◆ **Your assignment**: Which lines run from the one containing "One point marks each instance of the large" to the end of the entries below? Reproduce them exactly, both ends included.

[Data entries]
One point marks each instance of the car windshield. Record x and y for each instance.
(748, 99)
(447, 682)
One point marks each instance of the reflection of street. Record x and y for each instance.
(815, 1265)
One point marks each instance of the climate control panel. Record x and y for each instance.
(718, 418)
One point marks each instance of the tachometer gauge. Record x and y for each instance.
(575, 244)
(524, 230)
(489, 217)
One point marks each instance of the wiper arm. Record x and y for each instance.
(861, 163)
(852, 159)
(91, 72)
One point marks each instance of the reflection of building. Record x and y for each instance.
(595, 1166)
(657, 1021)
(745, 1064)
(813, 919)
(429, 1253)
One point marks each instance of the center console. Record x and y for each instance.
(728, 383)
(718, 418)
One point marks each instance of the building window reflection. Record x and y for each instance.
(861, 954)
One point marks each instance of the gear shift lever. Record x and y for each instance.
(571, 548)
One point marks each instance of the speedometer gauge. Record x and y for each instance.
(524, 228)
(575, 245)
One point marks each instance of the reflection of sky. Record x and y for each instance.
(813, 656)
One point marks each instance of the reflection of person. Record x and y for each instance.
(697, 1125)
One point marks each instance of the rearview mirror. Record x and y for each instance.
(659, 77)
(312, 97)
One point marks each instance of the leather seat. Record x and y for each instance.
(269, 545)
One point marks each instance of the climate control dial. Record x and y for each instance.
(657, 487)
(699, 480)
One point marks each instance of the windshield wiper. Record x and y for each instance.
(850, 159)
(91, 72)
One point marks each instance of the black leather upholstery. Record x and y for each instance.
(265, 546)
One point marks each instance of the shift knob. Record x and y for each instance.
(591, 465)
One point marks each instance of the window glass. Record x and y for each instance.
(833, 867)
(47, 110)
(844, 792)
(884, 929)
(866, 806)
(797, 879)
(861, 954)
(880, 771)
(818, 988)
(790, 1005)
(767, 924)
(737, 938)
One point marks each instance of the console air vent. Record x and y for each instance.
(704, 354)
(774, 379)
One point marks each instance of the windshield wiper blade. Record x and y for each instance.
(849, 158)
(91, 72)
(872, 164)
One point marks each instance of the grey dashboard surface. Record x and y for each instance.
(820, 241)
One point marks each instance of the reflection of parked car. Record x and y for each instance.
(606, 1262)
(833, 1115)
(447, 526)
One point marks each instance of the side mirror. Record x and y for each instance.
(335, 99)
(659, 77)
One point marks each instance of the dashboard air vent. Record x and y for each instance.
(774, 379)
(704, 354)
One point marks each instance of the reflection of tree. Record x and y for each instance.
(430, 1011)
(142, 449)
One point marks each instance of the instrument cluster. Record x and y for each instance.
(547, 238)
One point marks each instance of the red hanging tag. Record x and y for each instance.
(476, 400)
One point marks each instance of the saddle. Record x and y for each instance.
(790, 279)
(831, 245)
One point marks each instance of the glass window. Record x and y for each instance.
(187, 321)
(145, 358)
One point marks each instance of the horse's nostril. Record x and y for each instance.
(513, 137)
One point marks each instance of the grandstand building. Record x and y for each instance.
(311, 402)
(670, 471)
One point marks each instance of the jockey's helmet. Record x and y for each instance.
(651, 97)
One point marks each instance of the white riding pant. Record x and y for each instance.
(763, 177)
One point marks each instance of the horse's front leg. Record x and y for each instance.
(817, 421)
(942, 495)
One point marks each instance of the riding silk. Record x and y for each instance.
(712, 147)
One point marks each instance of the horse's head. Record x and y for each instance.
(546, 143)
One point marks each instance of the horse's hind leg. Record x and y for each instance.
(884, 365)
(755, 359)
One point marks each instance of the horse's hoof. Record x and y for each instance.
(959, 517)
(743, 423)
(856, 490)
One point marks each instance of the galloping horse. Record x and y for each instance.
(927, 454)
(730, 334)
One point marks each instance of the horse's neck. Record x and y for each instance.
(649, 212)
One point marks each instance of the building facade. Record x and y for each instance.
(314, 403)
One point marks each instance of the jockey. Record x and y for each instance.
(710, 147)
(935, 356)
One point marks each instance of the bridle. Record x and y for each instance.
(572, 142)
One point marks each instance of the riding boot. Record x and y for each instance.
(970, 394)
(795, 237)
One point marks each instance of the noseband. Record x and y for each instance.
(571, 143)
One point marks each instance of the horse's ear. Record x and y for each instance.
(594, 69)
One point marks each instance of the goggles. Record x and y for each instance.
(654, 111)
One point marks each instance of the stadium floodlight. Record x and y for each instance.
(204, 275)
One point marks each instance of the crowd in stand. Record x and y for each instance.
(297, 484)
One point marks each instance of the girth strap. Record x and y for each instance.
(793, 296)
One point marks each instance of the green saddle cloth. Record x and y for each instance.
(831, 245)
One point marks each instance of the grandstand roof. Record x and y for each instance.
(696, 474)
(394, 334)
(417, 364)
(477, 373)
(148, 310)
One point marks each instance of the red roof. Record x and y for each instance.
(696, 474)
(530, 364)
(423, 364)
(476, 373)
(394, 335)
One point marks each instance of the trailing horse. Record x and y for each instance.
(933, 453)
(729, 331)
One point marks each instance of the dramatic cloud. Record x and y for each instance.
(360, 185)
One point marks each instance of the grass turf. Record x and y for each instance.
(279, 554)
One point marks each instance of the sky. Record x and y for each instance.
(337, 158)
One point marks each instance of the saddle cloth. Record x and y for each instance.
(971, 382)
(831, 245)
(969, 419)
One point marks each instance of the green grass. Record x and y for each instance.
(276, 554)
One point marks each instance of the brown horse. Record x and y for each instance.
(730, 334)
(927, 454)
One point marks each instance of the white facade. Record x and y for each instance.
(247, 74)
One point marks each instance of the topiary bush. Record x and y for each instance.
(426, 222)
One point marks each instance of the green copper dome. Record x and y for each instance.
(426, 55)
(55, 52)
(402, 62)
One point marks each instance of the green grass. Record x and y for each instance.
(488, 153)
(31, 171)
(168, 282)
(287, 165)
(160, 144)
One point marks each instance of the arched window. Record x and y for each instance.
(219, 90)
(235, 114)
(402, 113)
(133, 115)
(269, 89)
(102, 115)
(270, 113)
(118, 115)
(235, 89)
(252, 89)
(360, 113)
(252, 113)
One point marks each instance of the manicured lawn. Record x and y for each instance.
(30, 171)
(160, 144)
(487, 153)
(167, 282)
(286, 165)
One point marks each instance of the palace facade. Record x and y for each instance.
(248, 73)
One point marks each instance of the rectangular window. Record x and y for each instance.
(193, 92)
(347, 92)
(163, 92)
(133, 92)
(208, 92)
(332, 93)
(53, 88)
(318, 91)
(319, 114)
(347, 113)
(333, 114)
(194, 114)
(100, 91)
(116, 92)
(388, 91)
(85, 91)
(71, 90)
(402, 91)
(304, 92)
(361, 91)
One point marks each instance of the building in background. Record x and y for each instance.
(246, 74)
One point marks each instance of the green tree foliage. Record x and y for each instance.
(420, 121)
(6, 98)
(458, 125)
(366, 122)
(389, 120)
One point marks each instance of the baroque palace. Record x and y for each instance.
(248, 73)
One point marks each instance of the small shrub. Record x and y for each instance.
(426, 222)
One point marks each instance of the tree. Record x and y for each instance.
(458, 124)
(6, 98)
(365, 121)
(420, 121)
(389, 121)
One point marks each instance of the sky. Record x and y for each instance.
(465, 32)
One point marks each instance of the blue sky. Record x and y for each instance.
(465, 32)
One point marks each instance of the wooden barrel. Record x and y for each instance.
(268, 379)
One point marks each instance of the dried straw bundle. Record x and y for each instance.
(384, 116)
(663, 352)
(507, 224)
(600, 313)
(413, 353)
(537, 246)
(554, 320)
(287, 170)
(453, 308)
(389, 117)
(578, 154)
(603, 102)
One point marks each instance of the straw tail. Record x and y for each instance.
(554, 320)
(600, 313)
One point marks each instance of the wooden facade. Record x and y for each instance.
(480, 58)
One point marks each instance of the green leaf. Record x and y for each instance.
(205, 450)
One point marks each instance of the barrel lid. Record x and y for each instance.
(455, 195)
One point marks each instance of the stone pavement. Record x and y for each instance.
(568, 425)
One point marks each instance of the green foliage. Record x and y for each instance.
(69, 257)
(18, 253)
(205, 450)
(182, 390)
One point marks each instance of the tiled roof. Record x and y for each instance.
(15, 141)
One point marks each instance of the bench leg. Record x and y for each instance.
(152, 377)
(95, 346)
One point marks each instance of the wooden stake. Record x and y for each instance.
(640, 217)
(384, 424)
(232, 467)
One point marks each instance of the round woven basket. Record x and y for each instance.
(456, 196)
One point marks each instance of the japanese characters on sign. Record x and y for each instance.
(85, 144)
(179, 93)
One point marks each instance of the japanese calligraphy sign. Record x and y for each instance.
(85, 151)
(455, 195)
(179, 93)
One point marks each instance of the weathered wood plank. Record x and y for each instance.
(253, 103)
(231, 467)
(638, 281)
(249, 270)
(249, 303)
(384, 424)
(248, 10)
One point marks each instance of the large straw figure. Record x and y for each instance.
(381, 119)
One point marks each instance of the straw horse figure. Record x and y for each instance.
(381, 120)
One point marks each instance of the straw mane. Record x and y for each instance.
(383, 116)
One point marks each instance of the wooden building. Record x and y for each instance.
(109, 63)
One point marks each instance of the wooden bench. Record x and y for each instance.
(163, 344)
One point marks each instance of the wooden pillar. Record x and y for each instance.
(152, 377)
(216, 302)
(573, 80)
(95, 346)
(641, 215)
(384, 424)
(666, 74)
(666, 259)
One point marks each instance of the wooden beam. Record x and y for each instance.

◆ **Reply to the task**:
One point marks each instance of the large straw figure. Record x and y for each instance.
(381, 119)
One point marks each instance of the straw horse figure. Record x and y for each instance.
(381, 120)
One point marks each instance of the straw mane. Record x and y for each instance.
(383, 116)
One point marks each instance of the wooden building. Record x and y for each instance.
(109, 63)
One point marks each instance of the wooden bench. Record x and y for each instance.
(163, 344)
One point marks each instance of the wooden pillar. Record x and y for each instance.
(152, 377)
(216, 302)
(573, 80)
(95, 346)
(641, 215)
(384, 424)
(666, 74)
(666, 259)
One point marks each instance of the wooden beam. Record x and y for each instance.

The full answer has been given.